──────── MATERIAL FOR THIS EXERCISE

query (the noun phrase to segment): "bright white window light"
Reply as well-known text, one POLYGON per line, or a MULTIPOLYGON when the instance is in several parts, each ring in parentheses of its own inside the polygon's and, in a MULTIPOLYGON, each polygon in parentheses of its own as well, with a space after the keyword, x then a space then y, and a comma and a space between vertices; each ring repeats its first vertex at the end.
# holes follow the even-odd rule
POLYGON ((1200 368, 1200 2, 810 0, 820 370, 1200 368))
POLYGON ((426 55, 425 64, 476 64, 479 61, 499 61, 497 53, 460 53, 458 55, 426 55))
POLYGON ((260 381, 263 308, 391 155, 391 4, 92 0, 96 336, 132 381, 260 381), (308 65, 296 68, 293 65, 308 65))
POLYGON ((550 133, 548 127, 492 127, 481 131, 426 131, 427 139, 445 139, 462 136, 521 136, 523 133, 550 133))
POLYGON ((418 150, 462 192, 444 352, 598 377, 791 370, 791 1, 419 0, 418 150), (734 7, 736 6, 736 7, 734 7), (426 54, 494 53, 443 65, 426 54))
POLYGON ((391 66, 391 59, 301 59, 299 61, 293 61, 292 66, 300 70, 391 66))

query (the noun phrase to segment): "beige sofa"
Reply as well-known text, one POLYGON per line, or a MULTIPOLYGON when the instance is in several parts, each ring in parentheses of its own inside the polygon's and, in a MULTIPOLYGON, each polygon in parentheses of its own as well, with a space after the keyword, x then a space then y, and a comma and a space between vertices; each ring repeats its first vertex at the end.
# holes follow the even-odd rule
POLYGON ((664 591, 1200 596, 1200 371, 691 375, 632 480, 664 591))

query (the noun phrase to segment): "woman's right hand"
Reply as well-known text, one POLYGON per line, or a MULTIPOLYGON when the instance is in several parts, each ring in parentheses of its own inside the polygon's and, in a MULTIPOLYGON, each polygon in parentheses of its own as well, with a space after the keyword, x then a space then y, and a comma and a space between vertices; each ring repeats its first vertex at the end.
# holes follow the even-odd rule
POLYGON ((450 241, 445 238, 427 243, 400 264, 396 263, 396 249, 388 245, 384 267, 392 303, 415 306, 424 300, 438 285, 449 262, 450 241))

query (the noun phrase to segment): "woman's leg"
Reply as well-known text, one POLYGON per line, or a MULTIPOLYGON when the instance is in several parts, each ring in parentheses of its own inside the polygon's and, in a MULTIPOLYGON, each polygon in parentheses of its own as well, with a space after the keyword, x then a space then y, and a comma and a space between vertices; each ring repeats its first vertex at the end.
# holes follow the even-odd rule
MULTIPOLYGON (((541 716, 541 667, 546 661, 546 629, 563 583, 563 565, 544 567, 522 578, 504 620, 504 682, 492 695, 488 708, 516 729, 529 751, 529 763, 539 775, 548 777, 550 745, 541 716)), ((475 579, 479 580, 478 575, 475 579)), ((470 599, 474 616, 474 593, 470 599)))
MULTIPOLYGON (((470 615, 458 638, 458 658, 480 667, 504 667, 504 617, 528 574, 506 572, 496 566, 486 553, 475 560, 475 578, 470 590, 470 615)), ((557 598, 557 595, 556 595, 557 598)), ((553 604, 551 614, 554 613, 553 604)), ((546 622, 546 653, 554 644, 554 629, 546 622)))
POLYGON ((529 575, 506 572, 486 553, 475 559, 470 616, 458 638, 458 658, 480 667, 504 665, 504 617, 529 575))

────────────────

*PROBLEM TO WORK ON*.
Write out every record, exactly as written.

*WRITTEN SOLUTION*.
query (the noun phrase to segment): "bright white window light"
Reply as well-known text, one POLYGON per line, or a MULTIPOLYGON when the instance is in several parts, each ring in parentheses of its own inside the polygon's and, in a MULTIPOLYGON, each polygon in parentheses of its own as well, with a space after the keyword, x then a space then y, and a comma and a space between vertices; each ring repeats its first vertex at the end.
# holes follow the even-odd rule
POLYGON ((1200 368, 1200 2, 810 0, 820 370, 1200 368))
POLYGON ((426 55, 425 64, 476 64, 479 61, 499 61, 497 53, 460 53, 458 55, 426 55))
POLYGON ((260 381, 263 308, 391 155, 391 4, 92 0, 96 336, 132 381, 260 381), (308 65, 296 68, 293 65, 308 65))
POLYGON ((550 133, 548 127, 492 127, 481 131, 426 131, 427 139, 445 139, 462 136, 521 136, 523 133, 550 133))
POLYGON ((418 150, 462 192, 444 352, 598 377, 791 370, 791 1, 419 0, 418 150), (734 7, 736 6, 736 7, 734 7), (426 54, 494 53, 443 65, 426 54))
POLYGON ((391 66, 391 59, 301 59, 299 61, 293 61, 292 66, 300 70, 391 66))

query (the noun phrase to segment): "beige sofa"
Reply as well-known text, one POLYGON per line, or a MULTIPOLYGON when the instance is in several parts, each ring in parentheses of its own inside the polygon's and, in a MULTIPOLYGON, each polygon in parentheses of its own as well, with a space after the keyword, x then a space then y, and a comma and a space between vertices; each ring repeats its first vertex at the end.
# holes follow the even-odd rule
POLYGON ((664 591, 1200 596, 1200 371, 691 375, 632 480, 664 591))

query (the noun phrase to segment): "woman's right hand"
Reply as well-known text, one POLYGON per line, or a MULTIPOLYGON when the instance is in several parts, each ring in parentheses of its own inside the polygon's and, in a MULTIPOLYGON, each polygon in parentheses of its own as well, with a space after the keyword, x then a space then y, and a comma and a space between vertices; each ring repeats its first vertex at the end.
# holes follow the even-odd rule
POLYGON ((450 241, 445 238, 427 243, 400 264, 396 263, 396 249, 388 245, 384 267, 392 303, 415 306, 424 300, 438 285, 449 262, 450 241))

query (the noun phrase to segment): "woman's leg"
Reply as well-known text, one POLYGON per line, or a MULTIPOLYGON when the instance is in several parts, each ring in parentheses of its own inside the polygon's and, in a MULTIPOLYGON, each polygon in parentheses of its own as well, with a space after the keyword, x then a space then y, and a comma and a space between vertices; each ring repeats its first vertex at the end.
# holes follow the even-odd rule
MULTIPOLYGON (((541 716, 541 667, 546 661, 546 629, 563 583, 563 565, 544 567, 522 578, 504 620, 504 682, 492 695, 488 708, 516 729, 529 751, 529 763, 539 775, 548 777, 550 745, 541 716)), ((475 579, 479 580, 478 575, 475 579)), ((470 599, 474 616, 474 593, 470 599)))
MULTIPOLYGON (((470 615, 458 638, 458 658, 480 667, 504 667, 504 617, 528 574, 506 572, 496 566, 486 553, 475 560, 475 578, 470 590, 470 615)), ((557 598, 557 595, 556 595, 557 598)), ((553 604, 551 614, 554 613, 553 604)), ((546 622, 546 653, 554 644, 554 629, 546 622)))
POLYGON ((529 575, 506 572, 486 553, 475 559, 470 616, 458 638, 458 658, 480 667, 504 665, 504 617, 529 575))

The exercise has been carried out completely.